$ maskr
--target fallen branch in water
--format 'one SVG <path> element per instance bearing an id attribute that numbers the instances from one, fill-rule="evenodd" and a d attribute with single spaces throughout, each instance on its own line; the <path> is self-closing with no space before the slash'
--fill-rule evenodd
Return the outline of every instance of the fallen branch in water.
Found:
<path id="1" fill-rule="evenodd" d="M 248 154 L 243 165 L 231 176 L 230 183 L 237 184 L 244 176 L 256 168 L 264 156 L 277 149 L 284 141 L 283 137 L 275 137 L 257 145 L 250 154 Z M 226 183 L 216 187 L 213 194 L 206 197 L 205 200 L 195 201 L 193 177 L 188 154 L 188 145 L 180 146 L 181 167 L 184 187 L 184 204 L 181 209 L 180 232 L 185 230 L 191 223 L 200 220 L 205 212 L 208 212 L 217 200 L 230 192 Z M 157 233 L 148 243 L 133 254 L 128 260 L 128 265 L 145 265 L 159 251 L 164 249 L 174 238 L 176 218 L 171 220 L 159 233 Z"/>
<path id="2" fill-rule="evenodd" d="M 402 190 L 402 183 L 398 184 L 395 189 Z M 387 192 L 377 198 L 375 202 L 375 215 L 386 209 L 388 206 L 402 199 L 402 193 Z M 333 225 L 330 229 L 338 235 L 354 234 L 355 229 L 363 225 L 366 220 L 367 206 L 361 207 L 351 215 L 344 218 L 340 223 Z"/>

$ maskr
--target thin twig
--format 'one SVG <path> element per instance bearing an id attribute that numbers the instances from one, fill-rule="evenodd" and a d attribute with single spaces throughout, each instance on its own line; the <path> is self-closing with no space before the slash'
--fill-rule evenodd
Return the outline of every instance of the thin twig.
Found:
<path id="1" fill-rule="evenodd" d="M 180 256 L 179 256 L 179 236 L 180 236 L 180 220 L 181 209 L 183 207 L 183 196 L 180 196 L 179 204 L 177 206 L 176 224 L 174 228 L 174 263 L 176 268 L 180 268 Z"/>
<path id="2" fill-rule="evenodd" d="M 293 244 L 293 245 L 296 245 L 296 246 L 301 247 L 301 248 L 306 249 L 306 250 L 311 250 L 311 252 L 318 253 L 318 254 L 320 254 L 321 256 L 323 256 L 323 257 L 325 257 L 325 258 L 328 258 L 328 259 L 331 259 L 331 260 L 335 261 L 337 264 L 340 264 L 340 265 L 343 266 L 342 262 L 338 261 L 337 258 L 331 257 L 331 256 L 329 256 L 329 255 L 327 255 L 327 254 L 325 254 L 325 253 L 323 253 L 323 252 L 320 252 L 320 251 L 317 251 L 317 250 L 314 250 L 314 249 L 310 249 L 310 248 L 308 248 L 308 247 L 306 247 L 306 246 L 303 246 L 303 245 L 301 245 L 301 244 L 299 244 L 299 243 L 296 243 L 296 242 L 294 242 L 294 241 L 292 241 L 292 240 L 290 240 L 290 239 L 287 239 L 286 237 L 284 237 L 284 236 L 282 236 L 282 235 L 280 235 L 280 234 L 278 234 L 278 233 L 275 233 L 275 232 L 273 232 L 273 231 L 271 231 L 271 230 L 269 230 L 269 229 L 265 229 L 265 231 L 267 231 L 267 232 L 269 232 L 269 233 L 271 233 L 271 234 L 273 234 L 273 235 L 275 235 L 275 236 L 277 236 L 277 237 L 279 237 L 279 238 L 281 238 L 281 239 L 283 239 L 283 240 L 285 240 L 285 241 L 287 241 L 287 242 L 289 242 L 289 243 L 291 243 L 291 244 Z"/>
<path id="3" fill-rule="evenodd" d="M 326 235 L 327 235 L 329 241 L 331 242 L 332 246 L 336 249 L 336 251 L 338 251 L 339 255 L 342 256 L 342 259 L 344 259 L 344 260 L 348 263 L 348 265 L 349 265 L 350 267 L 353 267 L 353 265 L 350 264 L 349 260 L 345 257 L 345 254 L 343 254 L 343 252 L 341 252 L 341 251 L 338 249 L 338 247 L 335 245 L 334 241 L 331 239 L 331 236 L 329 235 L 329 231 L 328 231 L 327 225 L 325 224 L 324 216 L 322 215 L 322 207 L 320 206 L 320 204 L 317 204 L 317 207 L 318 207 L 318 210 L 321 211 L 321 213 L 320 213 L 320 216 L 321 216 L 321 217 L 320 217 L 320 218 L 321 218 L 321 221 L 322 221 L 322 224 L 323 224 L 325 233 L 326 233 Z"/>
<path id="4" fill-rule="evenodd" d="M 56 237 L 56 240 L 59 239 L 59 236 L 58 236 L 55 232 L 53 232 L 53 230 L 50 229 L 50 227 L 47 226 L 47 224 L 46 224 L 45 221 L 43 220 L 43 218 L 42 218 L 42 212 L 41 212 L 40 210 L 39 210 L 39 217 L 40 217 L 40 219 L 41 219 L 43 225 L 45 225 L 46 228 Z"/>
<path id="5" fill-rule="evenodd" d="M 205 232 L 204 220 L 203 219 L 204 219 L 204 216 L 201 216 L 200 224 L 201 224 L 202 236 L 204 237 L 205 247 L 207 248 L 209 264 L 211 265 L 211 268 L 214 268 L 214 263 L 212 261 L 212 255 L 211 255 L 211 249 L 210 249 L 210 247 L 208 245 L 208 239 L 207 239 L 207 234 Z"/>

------------------------------------------------------------

- **DIRECTIONS FOR THIS TASK**
Please render every line of the records above as a JSON list of strings, one string per line, leaving out blank lines.

- **FINISHED TASK**
[
  "$ maskr",
  "--target fallen branch in water",
  "--format 'one SVG <path> element per instance bearing an id attribute that numbers the instances from one, fill-rule=\"evenodd\" and a d attribute with single spaces throughout, each instance on its own line; the <path> is self-closing with no space before the slash'",
  "--fill-rule evenodd",
  "Return the outline of every instance of the fallen branch in water.",
  "Found:",
  "<path id=\"1\" fill-rule=\"evenodd\" d=\"M 248 154 L 243 165 L 231 176 L 230 183 L 237 184 L 244 176 L 256 168 L 264 156 L 277 149 L 284 141 L 283 137 L 275 137 L 257 145 L 250 154 Z M 226 183 L 216 187 L 213 194 L 206 197 L 205 200 L 195 201 L 193 177 L 188 154 L 188 145 L 180 146 L 181 167 L 184 187 L 184 204 L 181 209 L 180 232 L 185 230 L 191 223 L 200 220 L 205 212 L 208 212 L 217 200 L 230 192 Z M 157 233 L 148 243 L 133 254 L 128 260 L 128 265 L 145 265 L 159 251 L 164 249 L 174 238 L 176 218 L 171 220 L 159 233 Z\"/>",
  "<path id=\"2\" fill-rule=\"evenodd\" d=\"M 402 190 L 402 183 L 398 184 L 395 189 Z M 387 192 L 377 198 L 375 202 L 375 215 L 386 209 L 388 206 L 402 199 L 402 193 Z M 333 225 L 330 229 L 338 235 L 354 234 L 355 229 L 363 225 L 366 220 L 367 206 L 361 207 L 351 215 L 344 218 L 340 223 Z\"/>",
  "$ maskr",
  "--target thin twig",
  "--format 'one SVG <path> element per instance bearing an id attribute that numbers the instances from one, fill-rule=\"evenodd\" and a d attribute with single spaces throughout, each instance on its own line; the <path> is self-closing with no space before the slash'",
  "--fill-rule evenodd",
  "Return the outline of every instance of the thin twig.",
  "Found:",
  "<path id=\"1\" fill-rule=\"evenodd\" d=\"M 180 256 L 179 256 L 179 236 L 180 236 L 180 220 L 181 209 L 183 207 L 183 196 L 180 196 L 179 204 L 177 206 L 176 224 L 174 228 L 174 263 L 176 268 L 180 268 Z\"/>",
  "<path id=\"2\" fill-rule=\"evenodd\" d=\"M 293 244 L 293 245 L 296 245 L 296 246 L 301 247 L 301 248 L 306 249 L 306 250 L 311 250 L 311 252 L 318 253 L 318 254 L 320 254 L 321 256 L 323 256 L 323 257 L 325 257 L 325 258 L 328 258 L 328 259 L 331 259 L 331 260 L 335 261 L 337 264 L 340 264 L 340 265 L 343 266 L 342 262 L 338 261 L 337 258 L 331 257 L 331 256 L 329 256 L 329 255 L 327 255 L 327 254 L 325 254 L 325 253 L 323 253 L 323 252 L 320 252 L 320 251 L 317 251 L 317 250 L 314 250 L 314 249 L 310 249 L 310 248 L 308 248 L 308 247 L 306 247 L 306 246 L 303 246 L 303 245 L 301 245 L 301 244 L 299 244 L 299 243 L 296 243 L 296 242 L 294 242 L 294 241 L 292 241 L 292 240 L 290 240 L 290 239 L 287 239 L 286 237 L 284 237 L 284 236 L 282 236 L 282 235 L 280 235 L 280 234 L 278 234 L 278 233 L 275 233 L 275 232 L 273 232 L 273 231 L 271 231 L 271 230 L 269 230 L 269 229 L 265 229 L 265 231 L 267 231 L 267 232 L 269 232 L 269 233 L 271 233 L 271 234 L 273 234 L 273 235 L 275 235 L 275 236 L 277 236 L 277 237 L 279 237 L 279 238 L 281 238 L 281 239 L 283 239 L 283 240 L 285 240 L 285 241 L 287 241 L 287 242 L 289 242 L 289 243 L 291 243 L 291 244 Z\"/>",
  "<path id=\"3\" fill-rule=\"evenodd\" d=\"M 326 235 L 327 235 L 329 241 L 331 242 L 332 246 L 336 249 L 336 251 L 338 251 L 339 255 L 342 256 L 342 259 L 344 259 L 344 260 L 348 263 L 348 265 L 349 265 L 350 267 L 353 267 L 353 265 L 350 264 L 349 260 L 345 257 L 345 254 L 343 254 L 343 252 L 341 252 L 341 251 L 338 249 L 338 247 L 335 245 L 334 241 L 331 239 L 331 236 L 329 235 L 329 231 L 328 231 L 327 225 L 325 224 L 324 216 L 322 215 L 322 207 L 320 206 L 320 204 L 317 204 L 317 207 L 318 207 L 318 210 L 321 211 L 321 213 L 320 213 L 320 216 L 321 216 L 321 217 L 320 217 L 320 218 L 321 218 L 321 221 L 322 221 L 322 224 L 323 224 L 325 233 L 326 233 Z\"/>",
  "<path id=\"4\" fill-rule=\"evenodd\" d=\"M 56 237 L 56 240 L 59 239 L 59 236 L 58 236 L 55 232 L 53 232 L 53 230 L 50 229 L 50 227 L 47 226 L 47 224 L 46 224 L 45 221 L 43 220 L 43 218 L 42 218 L 42 212 L 41 212 L 40 210 L 39 210 L 39 217 L 40 217 L 40 219 L 41 219 L 43 225 L 45 225 L 46 228 Z\"/>",
  "<path id=\"5\" fill-rule=\"evenodd\" d=\"M 205 232 L 204 220 L 203 219 L 204 219 L 204 216 L 201 216 L 200 224 L 201 224 L 202 236 L 204 237 L 205 247 L 207 248 L 209 264 L 211 265 L 211 268 L 214 268 L 214 263 L 212 261 L 212 255 L 211 255 L 211 249 L 210 249 L 210 247 L 208 245 L 208 239 L 207 239 L 207 234 Z\"/>"
]